▸ What needs to be done
Every line in the records below between the one holding "Where can the dry" and the one holding "Where can the brown", inclusive, is to be set down exactly; all other lines are to be left out.
Records to process Start Marker
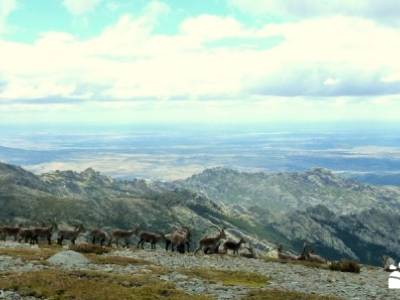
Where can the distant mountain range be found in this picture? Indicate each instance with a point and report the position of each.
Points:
(339, 216)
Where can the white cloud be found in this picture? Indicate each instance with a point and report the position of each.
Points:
(80, 7)
(383, 11)
(6, 8)
(320, 57)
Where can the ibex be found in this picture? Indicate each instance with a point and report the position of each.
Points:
(10, 231)
(149, 237)
(26, 235)
(249, 254)
(43, 232)
(99, 236)
(210, 242)
(118, 234)
(71, 235)
(387, 262)
(179, 238)
(234, 246)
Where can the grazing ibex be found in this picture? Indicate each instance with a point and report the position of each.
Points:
(99, 236)
(149, 237)
(179, 239)
(10, 231)
(250, 253)
(387, 262)
(234, 246)
(210, 242)
(71, 235)
(43, 232)
(118, 234)
(26, 235)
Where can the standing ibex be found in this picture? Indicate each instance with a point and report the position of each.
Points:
(43, 232)
(99, 236)
(118, 234)
(178, 239)
(148, 237)
(10, 231)
(26, 234)
(231, 245)
(211, 242)
(71, 235)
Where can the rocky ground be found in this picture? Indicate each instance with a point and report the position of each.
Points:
(371, 283)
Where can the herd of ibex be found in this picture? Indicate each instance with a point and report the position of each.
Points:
(179, 239)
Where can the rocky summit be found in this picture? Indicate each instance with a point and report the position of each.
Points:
(157, 274)
(339, 217)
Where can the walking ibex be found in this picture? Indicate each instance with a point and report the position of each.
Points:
(119, 234)
(148, 237)
(99, 235)
(71, 235)
(10, 231)
(234, 246)
(43, 232)
(179, 239)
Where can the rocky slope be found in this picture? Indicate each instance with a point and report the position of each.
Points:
(214, 277)
(339, 216)
(95, 200)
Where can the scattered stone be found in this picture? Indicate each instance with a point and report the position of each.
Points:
(68, 259)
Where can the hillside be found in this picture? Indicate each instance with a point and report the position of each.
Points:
(100, 201)
(339, 216)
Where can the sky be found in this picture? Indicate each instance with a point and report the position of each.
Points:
(202, 61)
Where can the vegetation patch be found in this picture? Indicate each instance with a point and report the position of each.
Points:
(284, 295)
(345, 266)
(308, 264)
(85, 285)
(116, 260)
(229, 278)
(89, 248)
(30, 254)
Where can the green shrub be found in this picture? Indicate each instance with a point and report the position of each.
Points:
(89, 248)
(345, 266)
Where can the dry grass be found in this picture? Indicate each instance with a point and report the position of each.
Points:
(30, 254)
(284, 295)
(116, 260)
(229, 278)
(345, 266)
(89, 248)
(85, 285)
(305, 263)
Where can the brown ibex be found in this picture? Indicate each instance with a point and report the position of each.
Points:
(118, 234)
(234, 246)
(43, 232)
(179, 239)
(26, 235)
(211, 242)
(71, 235)
(10, 231)
(148, 237)
(98, 235)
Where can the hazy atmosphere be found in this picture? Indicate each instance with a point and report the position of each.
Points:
(199, 149)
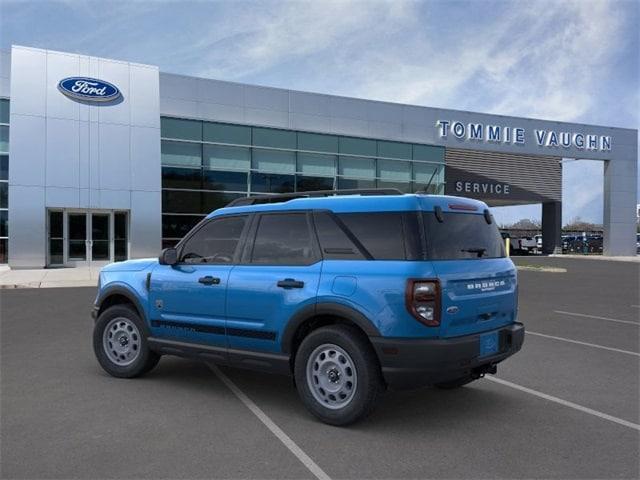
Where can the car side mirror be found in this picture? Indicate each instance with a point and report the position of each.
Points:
(168, 256)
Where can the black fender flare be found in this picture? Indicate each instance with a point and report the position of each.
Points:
(328, 309)
(125, 292)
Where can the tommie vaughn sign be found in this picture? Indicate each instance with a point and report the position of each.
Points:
(88, 89)
(516, 135)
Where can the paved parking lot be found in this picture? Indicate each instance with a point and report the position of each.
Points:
(567, 406)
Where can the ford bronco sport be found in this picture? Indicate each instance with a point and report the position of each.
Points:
(349, 292)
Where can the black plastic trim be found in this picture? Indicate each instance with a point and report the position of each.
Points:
(250, 359)
(411, 363)
(324, 309)
(215, 329)
(119, 290)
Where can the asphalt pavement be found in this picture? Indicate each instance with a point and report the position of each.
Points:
(569, 407)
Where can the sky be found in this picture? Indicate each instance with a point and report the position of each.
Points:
(575, 61)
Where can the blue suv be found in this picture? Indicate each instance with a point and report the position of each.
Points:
(350, 292)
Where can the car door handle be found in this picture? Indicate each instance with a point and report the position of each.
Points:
(290, 283)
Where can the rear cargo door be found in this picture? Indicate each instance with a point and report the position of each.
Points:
(477, 295)
(478, 283)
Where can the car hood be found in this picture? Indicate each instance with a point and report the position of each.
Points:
(130, 265)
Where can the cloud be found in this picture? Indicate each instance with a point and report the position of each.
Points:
(575, 60)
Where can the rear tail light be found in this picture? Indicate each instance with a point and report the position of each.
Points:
(423, 301)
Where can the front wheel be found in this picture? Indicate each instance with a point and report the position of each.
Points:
(337, 375)
(120, 343)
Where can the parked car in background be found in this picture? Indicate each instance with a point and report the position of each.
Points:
(349, 294)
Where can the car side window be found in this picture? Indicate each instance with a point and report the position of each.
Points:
(283, 239)
(215, 242)
(381, 233)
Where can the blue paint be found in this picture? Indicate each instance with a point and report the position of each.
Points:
(476, 295)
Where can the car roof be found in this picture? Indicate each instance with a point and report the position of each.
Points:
(364, 203)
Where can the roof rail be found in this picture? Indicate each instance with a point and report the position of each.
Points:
(284, 197)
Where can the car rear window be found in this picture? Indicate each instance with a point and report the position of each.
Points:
(462, 236)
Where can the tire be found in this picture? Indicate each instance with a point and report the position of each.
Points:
(334, 357)
(123, 351)
(453, 384)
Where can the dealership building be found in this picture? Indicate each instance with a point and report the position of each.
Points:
(103, 160)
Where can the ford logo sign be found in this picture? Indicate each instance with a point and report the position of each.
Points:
(89, 89)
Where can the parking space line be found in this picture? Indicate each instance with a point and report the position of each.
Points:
(597, 318)
(566, 403)
(270, 424)
(594, 345)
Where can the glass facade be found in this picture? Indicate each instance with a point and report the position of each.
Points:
(205, 165)
(4, 180)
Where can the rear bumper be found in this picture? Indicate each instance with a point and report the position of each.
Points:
(414, 363)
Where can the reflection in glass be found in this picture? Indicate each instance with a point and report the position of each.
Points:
(120, 241)
(227, 158)
(100, 237)
(181, 153)
(4, 256)
(307, 184)
(270, 183)
(178, 128)
(274, 161)
(173, 177)
(77, 236)
(217, 180)
(4, 223)
(4, 167)
(4, 194)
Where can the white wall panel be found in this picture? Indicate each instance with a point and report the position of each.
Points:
(62, 197)
(271, 118)
(63, 153)
(144, 97)
(266, 98)
(118, 74)
(5, 64)
(115, 161)
(146, 224)
(223, 93)
(27, 140)
(59, 66)
(115, 199)
(27, 229)
(222, 113)
(145, 155)
(28, 81)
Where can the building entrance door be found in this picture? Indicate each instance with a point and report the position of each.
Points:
(81, 238)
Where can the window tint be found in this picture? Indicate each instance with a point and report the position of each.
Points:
(334, 242)
(215, 242)
(380, 233)
(460, 236)
(283, 239)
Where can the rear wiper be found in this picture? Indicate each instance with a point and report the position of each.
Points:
(479, 251)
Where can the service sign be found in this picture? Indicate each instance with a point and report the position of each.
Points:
(88, 89)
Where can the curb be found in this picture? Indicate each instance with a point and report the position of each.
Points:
(64, 284)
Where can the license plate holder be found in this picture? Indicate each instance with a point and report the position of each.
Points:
(489, 344)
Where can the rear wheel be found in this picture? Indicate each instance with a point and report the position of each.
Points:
(337, 375)
(120, 343)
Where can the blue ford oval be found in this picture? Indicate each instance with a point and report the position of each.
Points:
(90, 89)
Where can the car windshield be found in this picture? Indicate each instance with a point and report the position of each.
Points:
(462, 236)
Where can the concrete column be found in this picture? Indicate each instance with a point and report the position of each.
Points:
(552, 227)
(620, 199)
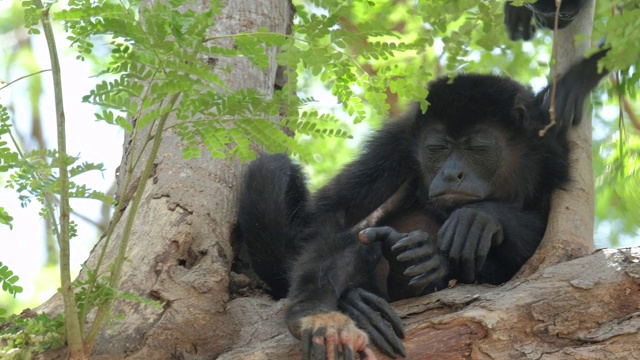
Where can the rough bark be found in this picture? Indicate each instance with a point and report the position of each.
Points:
(588, 308)
(181, 253)
(180, 250)
(570, 229)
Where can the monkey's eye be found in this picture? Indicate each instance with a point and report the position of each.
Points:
(565, 16)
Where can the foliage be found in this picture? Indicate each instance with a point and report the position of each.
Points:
(9, 280)
(371, 57)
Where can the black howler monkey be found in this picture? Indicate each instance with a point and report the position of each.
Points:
(517, 19)
(476, 182)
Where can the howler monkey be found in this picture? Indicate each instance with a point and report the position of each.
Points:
(472, 182)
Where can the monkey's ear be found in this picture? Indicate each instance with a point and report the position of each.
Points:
(519, 111)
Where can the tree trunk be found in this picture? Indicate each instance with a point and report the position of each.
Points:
(569, 232)
(588, 308)
(180, 250)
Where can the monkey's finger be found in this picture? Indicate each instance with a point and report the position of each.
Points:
(413, 239)
(367, 320)
(331, 344)
(311, 348)
(423, 267)
(371, 235)
(483, 248)
(347, 353)
(383, 307)
(417, 254)
(367, 354)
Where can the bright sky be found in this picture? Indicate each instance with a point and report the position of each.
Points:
(22, 249)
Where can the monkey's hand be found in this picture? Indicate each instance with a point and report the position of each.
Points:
(467, 236)
(329, 334)
(517, 21)
(415, 253)
(377, 318)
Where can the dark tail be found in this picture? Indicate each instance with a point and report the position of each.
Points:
(573, 88)
(272, 217)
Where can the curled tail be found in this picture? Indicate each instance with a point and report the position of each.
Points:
(272, 217)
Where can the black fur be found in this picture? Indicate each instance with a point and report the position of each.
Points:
(517, 19)
(477, 182)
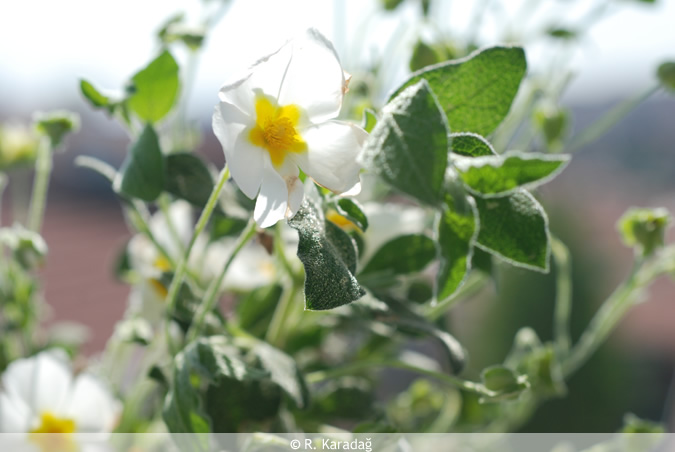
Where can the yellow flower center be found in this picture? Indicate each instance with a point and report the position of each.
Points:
(275, 129)
(340, 220)
(60, 434)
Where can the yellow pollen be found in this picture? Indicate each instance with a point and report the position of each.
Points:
(275, 129)
(341, 221)
(59, 437)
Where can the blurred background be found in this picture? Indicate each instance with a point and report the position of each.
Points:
(606, 58)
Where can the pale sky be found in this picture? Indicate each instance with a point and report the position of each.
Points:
(46, 45)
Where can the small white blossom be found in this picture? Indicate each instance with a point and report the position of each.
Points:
(279, 117)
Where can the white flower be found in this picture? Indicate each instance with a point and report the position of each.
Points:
(40, 395)
(279, 117)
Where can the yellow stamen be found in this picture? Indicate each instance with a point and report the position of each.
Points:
(60, 434)
(340, 220)
(275, 129)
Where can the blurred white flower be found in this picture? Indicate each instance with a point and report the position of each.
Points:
(279, 118)
(41, 395)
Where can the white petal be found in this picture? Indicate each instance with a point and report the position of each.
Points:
(245, 160)
(41, 382)
(272, 200)
(331, 156)
(314, 79)
(264, 76)
(91, 405)
(14, 415)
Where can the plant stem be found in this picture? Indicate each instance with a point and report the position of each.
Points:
(476, 388)
(563, 298)
(38, 202)
(179, 276)
(609, 314)
(473, 284)
(208, 302)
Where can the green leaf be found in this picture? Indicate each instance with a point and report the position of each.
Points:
(666, 74)
(470, 145)
(644, 229)
(352, 211)
(329, 257)
(476, 92)
(209, 359)
(408, 147)
(515, 229)
(155, 88)
(458, 228)
(284, 372)
(498, 175)
(423, 55)
(369, 120)
(142, 173)
(94, 96)
(188, 178)
(504, 382)
(402, 255)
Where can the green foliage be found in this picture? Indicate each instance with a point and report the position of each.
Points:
(666, 74)
(188, 178)
(504, 382)
(352, 211)
(476, 92)
(400, 256)
(644, 229)
(143, 171)
(470, 145)
(458, 228)
(515, 228)
(155, 88)
(408, 147)
(499, 175)
(56, 125)
(329, 257)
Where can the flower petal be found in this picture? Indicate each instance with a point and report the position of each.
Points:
(41, 382)
(91, 406)
(331, 156)
(14, 415)
(272, 200)
(245, 160)
(265, 75)
(314, 79)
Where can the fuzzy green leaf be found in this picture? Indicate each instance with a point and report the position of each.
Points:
(352, 211)
(188, 178)
(408, 147)
(515, 228)
(402, 255)
(498, 175)
(155, 88)
(142, 173)
(329, 257)
(284, 372)
(458, 228)
(470, 145)
(476, 92)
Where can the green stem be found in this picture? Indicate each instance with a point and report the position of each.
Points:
(38, 202)
(3, 185)
(604, 321)
(474, 283)
(470, 386)
(179, 276)
(281, 313)
(563, 298)
(208, 302)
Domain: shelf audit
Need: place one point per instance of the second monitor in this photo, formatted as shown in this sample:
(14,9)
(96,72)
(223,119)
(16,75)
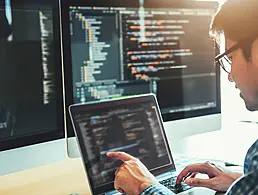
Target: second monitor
(115,49)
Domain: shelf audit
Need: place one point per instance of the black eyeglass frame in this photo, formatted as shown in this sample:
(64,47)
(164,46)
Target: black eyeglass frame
(230,50)
(240,44)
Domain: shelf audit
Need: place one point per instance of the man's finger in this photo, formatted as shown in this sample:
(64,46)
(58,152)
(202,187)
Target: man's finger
(195,182)
(120,156)
(199,168)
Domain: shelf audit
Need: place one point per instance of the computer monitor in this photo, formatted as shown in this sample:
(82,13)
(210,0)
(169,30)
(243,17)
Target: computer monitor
(116,48)
(31,100)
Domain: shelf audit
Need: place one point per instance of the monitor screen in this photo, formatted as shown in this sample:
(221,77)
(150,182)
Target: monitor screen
(31,106)
(162,48)
(138,130)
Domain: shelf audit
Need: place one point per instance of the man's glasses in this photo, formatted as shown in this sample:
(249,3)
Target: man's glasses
(224,61)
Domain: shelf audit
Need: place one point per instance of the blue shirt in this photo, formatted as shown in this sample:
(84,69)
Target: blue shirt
(245,185)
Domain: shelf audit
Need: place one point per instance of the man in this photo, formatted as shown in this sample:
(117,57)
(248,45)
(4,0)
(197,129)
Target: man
(237,19)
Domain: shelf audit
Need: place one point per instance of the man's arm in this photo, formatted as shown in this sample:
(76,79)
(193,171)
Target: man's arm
(247,184)
(134,178)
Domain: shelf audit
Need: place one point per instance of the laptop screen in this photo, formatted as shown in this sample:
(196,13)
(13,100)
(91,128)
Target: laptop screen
(132,125)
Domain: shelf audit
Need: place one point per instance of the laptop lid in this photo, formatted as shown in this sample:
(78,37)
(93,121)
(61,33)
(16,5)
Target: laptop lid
(132,124)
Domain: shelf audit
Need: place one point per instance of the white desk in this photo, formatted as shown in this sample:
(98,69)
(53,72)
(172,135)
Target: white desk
(68,176)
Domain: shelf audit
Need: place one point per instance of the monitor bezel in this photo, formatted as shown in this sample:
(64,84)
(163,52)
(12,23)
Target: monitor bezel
(134,4)
(75,108)
(30,139)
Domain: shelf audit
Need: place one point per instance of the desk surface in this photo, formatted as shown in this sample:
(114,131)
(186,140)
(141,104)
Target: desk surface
(67,177)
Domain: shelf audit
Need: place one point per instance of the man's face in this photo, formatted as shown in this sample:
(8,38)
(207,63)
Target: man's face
(245,74)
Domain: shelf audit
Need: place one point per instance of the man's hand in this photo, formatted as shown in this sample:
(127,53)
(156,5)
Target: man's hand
(219,179)
(132,177)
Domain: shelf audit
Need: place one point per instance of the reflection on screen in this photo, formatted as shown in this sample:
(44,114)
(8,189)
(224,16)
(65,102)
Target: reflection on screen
(27,71)
(132,128)
(168,50)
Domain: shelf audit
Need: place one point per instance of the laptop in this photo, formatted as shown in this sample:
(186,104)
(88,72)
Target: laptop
(132,125)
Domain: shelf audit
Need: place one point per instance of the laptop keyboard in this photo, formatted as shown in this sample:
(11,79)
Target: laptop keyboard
(170,183)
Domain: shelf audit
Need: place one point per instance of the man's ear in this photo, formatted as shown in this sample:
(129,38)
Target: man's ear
(255,52)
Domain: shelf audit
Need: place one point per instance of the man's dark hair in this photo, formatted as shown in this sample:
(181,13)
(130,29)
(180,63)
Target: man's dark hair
(238,20)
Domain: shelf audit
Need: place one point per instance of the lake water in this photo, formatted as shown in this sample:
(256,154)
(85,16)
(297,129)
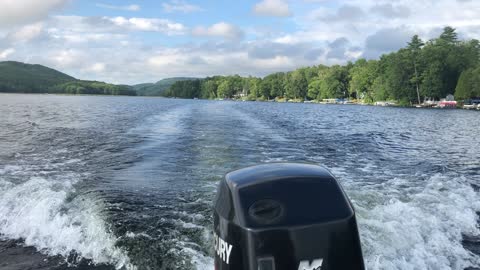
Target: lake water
(128,182)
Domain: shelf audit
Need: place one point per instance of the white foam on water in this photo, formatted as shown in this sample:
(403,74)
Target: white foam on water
(38,212)
(419,227)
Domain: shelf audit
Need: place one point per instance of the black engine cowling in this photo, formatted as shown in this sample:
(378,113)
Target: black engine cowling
(284,216)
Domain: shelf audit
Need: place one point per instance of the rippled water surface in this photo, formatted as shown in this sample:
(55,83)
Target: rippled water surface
(125,182)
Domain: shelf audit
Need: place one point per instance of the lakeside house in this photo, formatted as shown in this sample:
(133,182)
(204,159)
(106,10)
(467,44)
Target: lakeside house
(448,102)
(384,103)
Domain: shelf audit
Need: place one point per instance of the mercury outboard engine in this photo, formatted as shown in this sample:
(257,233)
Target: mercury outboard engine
(284,217)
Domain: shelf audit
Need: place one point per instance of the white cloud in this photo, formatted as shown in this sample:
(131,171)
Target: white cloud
(6,53)
(97,67)
(146,24)
(17,12)
(276,8)
(26,33)
(180,6)
(220,29)
(126,8)
(116,25)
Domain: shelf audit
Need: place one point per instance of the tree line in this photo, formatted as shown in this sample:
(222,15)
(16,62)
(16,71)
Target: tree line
(419,71)
(17,77)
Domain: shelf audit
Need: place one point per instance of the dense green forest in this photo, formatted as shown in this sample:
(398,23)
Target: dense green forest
(157,89)
(419,71)
(16,77)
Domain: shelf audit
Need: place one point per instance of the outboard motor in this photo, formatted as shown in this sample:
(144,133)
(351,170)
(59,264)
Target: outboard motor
(284,217)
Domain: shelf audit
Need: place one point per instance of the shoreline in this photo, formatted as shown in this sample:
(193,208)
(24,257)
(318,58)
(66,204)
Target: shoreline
(392,105)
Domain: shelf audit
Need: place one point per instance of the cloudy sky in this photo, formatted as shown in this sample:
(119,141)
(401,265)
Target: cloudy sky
(122,41)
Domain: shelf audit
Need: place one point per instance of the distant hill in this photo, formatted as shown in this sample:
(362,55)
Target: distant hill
(159,88)
(25,78)
(17,77)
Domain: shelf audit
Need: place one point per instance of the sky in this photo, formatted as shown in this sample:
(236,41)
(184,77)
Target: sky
(129,42)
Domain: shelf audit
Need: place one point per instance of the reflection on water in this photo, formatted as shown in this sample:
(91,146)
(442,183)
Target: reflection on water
(128,182)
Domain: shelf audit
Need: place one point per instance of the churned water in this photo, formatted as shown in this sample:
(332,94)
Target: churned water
(128,182)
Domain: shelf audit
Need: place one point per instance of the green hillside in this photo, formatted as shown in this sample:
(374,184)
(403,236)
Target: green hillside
(159,88)
(16,77)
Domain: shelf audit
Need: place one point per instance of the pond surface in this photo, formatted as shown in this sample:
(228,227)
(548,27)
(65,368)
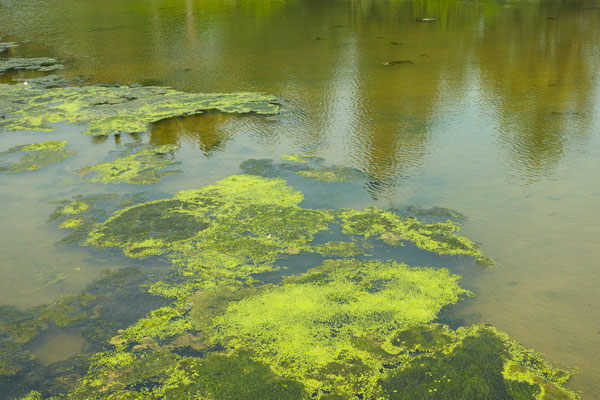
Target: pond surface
(492,109)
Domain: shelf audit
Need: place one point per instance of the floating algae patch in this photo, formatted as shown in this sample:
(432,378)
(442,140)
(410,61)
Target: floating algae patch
(6,45)
(141,167)
(440,237)
(113,110)
(305,326)
(476,362)
(349,328)
(336,173)
(35,156)
(43,64)
(82,213)
(300,158)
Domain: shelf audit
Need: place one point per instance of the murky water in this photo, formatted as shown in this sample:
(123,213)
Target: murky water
(494,111)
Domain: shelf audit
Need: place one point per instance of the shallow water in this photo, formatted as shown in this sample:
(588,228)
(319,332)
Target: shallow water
(496,115)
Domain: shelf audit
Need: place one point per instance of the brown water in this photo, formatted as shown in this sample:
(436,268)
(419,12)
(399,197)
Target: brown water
(496,115)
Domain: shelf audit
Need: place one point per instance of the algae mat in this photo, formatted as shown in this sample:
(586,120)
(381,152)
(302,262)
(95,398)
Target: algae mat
(352,326)
(113,110)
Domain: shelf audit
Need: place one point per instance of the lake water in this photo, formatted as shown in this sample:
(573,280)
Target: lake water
(494,111)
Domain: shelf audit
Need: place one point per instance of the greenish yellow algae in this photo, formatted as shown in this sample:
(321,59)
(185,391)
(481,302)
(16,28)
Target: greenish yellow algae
(81,214)
(337,249)
(43,64)
(164,375)
(35,156)
(472,362)
(300,158)
(141,167)
(113,110)
(71,223)
(304,326)
(336,173)
(6,45)
(440,237)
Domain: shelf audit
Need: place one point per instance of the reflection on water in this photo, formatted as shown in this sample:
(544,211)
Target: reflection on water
(491,109)
(58,346)
(207,131)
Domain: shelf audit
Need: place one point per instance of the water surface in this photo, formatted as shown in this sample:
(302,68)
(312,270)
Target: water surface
(494,111)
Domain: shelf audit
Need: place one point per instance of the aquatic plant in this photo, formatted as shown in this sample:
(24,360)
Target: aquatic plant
(300,158)
(6,45)
(43,64)
(348,328)
(472,362)
(113,110)
(440,237)
(36,156)
(336,173)
(305,326)
(82,213)
(141,167)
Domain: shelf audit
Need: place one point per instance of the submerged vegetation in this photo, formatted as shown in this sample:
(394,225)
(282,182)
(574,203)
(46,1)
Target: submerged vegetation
(247,294)
(113,110)
(141,167)
(6,45)
(35,156)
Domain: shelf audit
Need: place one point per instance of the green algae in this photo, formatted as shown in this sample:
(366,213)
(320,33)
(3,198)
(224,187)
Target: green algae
(193,218)
(435,212)
(164,375)
(141,167)
(305,325)
(338,249)
(440,237)
(472,362)
(346,329)
(36,156)
(6,45)
(300,158)
(12,357)
(336,173)
(82,213)
(43,64)
(113,110)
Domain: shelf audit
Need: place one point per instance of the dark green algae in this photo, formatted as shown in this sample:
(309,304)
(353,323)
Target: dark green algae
(116,109)
(348,328)
(34,156)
Records to process End Marker
▸ Result of the task
Where can the dry grass be found in this picture? Indicate each instance with a point and report the position of each.
Points:
(30, 254)
(284, 295)
(116, 260)
(229, 278)
(345, 266)
(89, 248)
(85, 285)
(305, 263)
Where can the brown ibex be found in this picture? Indicate each instance with a point and report the position of each.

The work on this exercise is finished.